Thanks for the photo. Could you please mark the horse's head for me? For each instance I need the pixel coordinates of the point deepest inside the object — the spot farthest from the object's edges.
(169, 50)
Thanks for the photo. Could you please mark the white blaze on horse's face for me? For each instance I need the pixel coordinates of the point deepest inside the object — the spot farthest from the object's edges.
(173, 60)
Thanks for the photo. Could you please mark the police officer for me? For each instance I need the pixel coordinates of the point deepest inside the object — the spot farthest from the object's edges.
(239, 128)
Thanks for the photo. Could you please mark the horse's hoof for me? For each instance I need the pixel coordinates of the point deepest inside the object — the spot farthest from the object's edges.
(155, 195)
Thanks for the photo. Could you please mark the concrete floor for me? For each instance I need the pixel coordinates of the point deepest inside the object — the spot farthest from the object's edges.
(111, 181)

#####

**Problem statement**
Everything from the line containing "Thanks for the photo. Could you please mark the police" through the last line of the records must be given again exactly; leave out all other lines.

**Task response**
Thanks for the photo. Could you please mark the police officer for me? For each instance I need the pixel coordinates of the point deepest inside the object — the spot farthest from the object's edges.
(239, 128)
Thanks for the photo. Could you please mark the horse's hoof for me? For each instance I need the pixel coordinates of the point deepest inside the object — the spot farthest from the object's edges.
(155, 195)
Thanks for the photo. Could you please mark the concrete floor for me? For each instance I need the pixel coordinates of the point deepest inside the object — the spot farthest from the object's edges.
(111, 181)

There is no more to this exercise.